**Extrait fourni**
══════════

S'il estime que la demande ne revêt pas un intérêt légitime, l'officier de l'état civil saisit le procureur de la République. Si le procureur de la République s'oppose à ce changement, le demandeur peut saisir le juge aux affaires familiales pour une demande de changement judiciaire de prénom (article 60 du Code civil[15]).

Changement de nom

Toute personne qui justifie d'un intérêt légitime peut demander à changer de nom. La demande de changement de nom peut avoir pour objet d'éviter l'extinction du nom porté par un ascendant ou un collatéral du demandeur jusqu'au quatrième degré (l'article 61 du Code civil[16]).

La procédure administrative actuelle de changement de nom est issue de la loi n° 93-22 du 8 janvier 1993[17],[18].

Dans cette dernière version de l'article 61 du Code civil[16], le législateur n'a pas défini ni limité la notion d'« intérêt légitime ». Il existe de nombreuses situations qui entrent dans le champ d’application de cet article : demande de changement de nom pour des motifs d’ordre personnel ; demande d’harmonisation du nom pour tous les membres d’une même famille ; demande d’obtention du nom d’un parent de préférence ; demande de reconnaissance de la possession d’état du nom de famille porté pendant plusieurs années de manière constante et prolongée; demande d’obtention du nom d’usage ; demande relative à des circonstances exceptionnelles, francisation, etc.

══════════

**Problème court A**
Disposez en liste numérotée les lignes des enregistrements, depuis celle qui contient « Q: Mark a point on every instance of the chain » jusqu'à la fin des enregistrements, ces deux limites comprises. Omettez les lignes vides.
L'extrait et les enregistrements proviennent de sources différentes.

Entrées d'un jeu de données
══════════

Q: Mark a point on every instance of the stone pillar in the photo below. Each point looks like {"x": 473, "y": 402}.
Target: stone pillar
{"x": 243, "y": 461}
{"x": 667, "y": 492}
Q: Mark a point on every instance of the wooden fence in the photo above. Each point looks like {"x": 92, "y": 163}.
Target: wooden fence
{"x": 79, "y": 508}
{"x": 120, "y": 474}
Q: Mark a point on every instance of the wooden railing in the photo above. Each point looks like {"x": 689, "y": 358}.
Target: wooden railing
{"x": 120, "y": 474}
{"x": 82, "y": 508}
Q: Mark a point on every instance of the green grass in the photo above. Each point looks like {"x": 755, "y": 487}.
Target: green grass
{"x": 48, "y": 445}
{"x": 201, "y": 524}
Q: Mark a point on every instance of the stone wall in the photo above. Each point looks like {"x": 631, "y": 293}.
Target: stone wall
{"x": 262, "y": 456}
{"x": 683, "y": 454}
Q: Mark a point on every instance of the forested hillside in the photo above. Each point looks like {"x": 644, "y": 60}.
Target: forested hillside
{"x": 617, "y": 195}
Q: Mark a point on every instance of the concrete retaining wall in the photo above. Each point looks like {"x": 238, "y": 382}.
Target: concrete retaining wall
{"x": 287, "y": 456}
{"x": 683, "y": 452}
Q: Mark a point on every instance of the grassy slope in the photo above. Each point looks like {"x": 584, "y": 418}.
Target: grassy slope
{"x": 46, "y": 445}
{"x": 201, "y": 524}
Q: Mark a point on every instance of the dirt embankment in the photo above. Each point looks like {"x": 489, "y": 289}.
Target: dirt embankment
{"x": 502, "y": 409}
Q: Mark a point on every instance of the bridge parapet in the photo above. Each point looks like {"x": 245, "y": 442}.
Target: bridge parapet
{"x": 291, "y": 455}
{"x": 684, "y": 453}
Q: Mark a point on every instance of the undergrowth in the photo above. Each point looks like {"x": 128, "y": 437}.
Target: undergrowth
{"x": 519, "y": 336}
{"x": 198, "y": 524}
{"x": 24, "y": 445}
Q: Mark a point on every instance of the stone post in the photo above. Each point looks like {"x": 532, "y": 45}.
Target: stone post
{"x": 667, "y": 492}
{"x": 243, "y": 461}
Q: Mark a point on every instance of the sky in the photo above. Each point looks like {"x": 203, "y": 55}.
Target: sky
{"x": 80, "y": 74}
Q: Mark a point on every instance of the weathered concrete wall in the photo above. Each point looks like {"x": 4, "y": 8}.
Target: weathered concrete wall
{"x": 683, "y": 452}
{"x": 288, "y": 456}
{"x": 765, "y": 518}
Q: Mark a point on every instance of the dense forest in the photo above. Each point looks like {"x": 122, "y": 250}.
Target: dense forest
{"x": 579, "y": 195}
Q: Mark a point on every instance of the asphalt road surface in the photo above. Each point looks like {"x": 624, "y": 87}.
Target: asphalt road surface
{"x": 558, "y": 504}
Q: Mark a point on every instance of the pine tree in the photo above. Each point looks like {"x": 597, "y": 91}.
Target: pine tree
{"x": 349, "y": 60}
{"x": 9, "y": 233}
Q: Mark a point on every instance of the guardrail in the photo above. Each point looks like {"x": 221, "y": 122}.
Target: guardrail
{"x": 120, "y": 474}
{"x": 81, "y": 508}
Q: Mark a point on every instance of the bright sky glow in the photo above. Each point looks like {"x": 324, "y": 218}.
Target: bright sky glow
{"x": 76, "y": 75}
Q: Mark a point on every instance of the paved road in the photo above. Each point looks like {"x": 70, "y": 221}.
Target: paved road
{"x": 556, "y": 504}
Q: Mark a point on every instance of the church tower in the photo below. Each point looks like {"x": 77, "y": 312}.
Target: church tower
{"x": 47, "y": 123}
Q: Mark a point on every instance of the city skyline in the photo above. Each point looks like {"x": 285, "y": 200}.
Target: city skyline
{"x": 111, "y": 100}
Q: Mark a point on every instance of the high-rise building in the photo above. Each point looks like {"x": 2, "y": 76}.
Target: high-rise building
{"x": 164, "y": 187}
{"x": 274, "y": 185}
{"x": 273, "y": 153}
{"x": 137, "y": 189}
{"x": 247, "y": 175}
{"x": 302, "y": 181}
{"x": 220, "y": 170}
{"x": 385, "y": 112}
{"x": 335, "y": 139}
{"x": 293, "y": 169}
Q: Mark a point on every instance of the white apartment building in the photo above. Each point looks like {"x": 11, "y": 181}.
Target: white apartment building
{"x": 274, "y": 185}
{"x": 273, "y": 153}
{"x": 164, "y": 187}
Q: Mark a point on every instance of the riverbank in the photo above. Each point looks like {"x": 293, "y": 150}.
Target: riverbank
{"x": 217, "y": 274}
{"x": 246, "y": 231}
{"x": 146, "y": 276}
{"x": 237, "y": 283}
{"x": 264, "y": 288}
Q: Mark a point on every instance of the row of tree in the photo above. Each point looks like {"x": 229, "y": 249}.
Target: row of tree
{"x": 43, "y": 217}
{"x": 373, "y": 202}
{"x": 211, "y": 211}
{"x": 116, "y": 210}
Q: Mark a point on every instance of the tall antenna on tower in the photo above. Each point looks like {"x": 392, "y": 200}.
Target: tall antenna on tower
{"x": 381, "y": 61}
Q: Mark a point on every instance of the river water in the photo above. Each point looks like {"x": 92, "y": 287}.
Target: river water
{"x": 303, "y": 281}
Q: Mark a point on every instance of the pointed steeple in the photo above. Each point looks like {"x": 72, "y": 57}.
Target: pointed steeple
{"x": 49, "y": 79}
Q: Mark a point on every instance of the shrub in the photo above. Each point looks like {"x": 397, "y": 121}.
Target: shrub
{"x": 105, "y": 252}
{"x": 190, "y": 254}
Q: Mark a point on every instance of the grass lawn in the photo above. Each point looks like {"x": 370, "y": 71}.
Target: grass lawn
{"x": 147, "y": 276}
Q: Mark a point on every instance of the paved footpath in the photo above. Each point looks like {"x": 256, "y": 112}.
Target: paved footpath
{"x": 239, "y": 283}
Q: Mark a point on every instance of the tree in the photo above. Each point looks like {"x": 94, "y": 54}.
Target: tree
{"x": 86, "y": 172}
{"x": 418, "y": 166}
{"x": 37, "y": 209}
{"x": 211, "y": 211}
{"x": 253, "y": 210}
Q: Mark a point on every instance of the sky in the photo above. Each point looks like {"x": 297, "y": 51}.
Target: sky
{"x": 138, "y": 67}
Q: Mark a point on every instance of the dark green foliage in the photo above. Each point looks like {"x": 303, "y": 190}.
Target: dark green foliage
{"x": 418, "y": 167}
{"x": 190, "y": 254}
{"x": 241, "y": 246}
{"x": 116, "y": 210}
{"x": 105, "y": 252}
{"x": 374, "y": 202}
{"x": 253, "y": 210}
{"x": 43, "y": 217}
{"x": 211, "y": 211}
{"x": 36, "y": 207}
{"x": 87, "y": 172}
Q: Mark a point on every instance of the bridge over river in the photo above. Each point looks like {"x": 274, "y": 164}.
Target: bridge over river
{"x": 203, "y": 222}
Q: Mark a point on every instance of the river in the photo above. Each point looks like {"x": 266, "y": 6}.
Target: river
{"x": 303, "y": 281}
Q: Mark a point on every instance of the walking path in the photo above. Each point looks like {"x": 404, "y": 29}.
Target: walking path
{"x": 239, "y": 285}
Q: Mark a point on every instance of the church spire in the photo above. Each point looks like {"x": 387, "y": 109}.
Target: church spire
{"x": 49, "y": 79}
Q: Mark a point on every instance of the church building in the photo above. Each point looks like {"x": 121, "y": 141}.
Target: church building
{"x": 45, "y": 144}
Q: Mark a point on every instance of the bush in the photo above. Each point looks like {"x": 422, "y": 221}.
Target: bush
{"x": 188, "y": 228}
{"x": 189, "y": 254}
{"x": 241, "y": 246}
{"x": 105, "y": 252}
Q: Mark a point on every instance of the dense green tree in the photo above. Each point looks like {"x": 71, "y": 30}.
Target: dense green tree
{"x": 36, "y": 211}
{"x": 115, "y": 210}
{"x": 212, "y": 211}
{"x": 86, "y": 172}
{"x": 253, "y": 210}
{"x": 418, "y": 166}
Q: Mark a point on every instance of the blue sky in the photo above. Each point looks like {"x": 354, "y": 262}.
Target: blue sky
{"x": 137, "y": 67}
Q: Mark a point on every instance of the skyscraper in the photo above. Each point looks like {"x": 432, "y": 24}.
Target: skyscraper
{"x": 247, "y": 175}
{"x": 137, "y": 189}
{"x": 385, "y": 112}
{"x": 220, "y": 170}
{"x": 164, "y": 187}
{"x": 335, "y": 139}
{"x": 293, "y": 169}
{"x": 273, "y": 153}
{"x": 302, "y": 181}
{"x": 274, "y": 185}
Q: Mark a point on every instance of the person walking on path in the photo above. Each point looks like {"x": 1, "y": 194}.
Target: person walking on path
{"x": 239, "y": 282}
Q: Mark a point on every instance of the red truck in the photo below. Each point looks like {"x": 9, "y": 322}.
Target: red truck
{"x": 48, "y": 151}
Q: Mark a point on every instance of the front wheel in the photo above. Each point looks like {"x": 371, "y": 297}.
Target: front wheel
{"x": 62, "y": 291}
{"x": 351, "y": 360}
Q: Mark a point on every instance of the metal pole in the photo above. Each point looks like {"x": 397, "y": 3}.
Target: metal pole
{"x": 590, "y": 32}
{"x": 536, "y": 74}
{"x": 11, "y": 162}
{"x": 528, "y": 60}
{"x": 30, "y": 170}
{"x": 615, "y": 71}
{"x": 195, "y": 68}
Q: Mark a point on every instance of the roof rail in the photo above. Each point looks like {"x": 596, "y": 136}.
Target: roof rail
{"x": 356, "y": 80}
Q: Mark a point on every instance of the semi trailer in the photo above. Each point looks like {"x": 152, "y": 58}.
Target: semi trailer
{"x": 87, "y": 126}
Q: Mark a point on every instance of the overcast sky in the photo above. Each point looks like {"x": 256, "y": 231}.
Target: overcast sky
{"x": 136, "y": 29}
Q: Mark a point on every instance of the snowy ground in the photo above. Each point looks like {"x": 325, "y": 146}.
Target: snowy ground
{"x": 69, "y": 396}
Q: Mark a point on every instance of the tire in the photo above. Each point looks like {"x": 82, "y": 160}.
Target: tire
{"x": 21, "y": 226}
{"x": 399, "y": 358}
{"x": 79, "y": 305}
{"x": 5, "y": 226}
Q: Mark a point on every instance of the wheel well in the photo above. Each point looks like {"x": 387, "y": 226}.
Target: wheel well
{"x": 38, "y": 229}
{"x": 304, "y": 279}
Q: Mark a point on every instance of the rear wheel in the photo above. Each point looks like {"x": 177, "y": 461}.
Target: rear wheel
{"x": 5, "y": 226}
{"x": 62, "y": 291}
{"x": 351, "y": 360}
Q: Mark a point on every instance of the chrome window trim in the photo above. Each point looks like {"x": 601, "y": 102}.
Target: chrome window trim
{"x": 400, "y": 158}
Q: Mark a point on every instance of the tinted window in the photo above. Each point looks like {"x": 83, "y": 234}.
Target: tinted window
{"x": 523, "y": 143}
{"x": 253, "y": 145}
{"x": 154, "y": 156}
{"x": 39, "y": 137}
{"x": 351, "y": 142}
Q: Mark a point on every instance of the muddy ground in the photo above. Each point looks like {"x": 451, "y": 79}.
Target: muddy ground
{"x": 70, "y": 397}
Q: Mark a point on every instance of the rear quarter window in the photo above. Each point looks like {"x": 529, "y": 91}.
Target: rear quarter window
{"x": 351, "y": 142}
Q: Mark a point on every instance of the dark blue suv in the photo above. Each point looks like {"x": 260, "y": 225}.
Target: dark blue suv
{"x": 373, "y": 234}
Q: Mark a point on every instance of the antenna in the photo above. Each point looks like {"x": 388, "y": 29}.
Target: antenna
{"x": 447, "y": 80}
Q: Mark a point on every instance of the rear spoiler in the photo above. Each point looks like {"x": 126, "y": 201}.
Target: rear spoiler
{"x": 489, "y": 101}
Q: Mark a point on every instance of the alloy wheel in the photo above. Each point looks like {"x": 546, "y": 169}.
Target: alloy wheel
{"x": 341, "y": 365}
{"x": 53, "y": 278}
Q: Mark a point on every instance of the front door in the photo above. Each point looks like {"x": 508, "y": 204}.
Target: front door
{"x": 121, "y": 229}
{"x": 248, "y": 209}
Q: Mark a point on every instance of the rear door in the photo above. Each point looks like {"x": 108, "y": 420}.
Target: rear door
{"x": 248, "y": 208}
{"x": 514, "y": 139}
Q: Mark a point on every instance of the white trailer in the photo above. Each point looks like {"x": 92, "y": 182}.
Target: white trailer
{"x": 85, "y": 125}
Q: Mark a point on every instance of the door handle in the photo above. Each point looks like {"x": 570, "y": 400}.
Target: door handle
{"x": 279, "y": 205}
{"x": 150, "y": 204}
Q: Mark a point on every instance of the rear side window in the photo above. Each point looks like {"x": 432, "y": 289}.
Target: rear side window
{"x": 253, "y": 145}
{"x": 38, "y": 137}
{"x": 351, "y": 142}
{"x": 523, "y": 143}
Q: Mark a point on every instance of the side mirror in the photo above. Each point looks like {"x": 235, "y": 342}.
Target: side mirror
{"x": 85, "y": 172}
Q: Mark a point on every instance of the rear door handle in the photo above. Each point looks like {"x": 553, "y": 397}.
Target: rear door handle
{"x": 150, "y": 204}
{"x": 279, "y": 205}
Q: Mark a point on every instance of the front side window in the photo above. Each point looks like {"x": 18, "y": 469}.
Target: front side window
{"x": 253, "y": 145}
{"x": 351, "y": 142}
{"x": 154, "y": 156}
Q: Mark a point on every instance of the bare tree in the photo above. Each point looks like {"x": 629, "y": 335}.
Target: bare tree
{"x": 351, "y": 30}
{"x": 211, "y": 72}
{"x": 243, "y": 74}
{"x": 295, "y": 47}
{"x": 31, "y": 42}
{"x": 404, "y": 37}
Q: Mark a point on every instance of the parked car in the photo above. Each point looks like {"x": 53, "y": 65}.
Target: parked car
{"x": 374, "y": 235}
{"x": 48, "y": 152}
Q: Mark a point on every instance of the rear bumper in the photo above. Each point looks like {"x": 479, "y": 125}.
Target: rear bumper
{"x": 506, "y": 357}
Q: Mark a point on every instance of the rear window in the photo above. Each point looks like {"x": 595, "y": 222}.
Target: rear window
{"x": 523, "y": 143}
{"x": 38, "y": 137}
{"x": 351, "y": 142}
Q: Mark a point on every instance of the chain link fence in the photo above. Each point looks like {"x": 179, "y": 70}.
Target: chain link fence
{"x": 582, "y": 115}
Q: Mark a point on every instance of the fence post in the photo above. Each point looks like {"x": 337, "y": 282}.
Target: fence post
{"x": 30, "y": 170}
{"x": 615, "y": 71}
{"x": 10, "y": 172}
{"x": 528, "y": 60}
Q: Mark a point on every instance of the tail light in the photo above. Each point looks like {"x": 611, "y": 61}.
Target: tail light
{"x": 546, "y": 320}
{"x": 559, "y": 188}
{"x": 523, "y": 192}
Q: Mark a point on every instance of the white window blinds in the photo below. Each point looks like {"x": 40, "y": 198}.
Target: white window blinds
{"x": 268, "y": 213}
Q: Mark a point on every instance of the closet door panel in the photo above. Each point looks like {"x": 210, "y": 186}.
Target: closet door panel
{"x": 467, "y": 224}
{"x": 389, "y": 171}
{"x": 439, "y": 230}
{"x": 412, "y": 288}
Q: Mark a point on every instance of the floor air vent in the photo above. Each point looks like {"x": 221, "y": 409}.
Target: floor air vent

══════════

**Problème court B**
Reproduisez fidèlement le passage de l'extrait qui commence par les mots contenant « Toute personne qui » et se termine par « 8 janvier 1993[17],[18]. ».

**Solution du problème A**
1. Q: Mark a point on every instance of the chain link fence in the photo above. Each point looks like {"x": 179, "y": 70}.
2. Target: chain link fence
3. {"x": 582, "y": 115}
4. Q: Mark a point on every instance of the fence post in the photo above. Each point looks like {"x": 337, "y": 282}.
5. Target: fence post
6. {"x": 30, "y": 170}
7. {"x": 615, "y": 71}
8. {"x": 10, "y": 172}
9. {"x": 528, "y": 60}
10. Q: Mark a point on every instance of the tail light in the photo above. Each point looks like {"x": 611, "y": 61}.
11. Target: tail light
12. {"x": 546, "y": 320}
13. {"x": 559, "y": 188}
14. {"x": 523, "y": 192}
15. Q: Mark a point on every instance of the white window blinds in the photo below. Each point looks like {"x": 40, "y": 198}.
16. Target: white window blinds
17. {"x": 268, "y": 213}
18. Q: Mark a point on every instance of the closet door panel in the photo above. Each point looks like {"x": 210, "y": 186}.
19. Target: closet door panel
20. {"x": 467, "y": 224}
21. {"x": 389, "y": 171}
22. {"x": 439, "y": 230}
23. {"x": 412, "y": 288}
24. Q: Mark a point on every instance of the floor air vent in the photo above. Each point looks like {"x": 221, "y": 409}.
25. Target: floor air vent

**Solution du problème B**
Toute personne qui justifie d'un intérêt légitime peut demander à changer de nom. La demande de changement de nom peut avoir pour objet d'éviter l'extinction du nom porté par un ascendant ou un collatéral du demandeur jusqu'au quatrième degré (l'article 61 du Code civil[16]).

La procédure administrative actuelle de changement de nom est issue de la loi n° 93-22 du 8 janvier 1993[17],[18].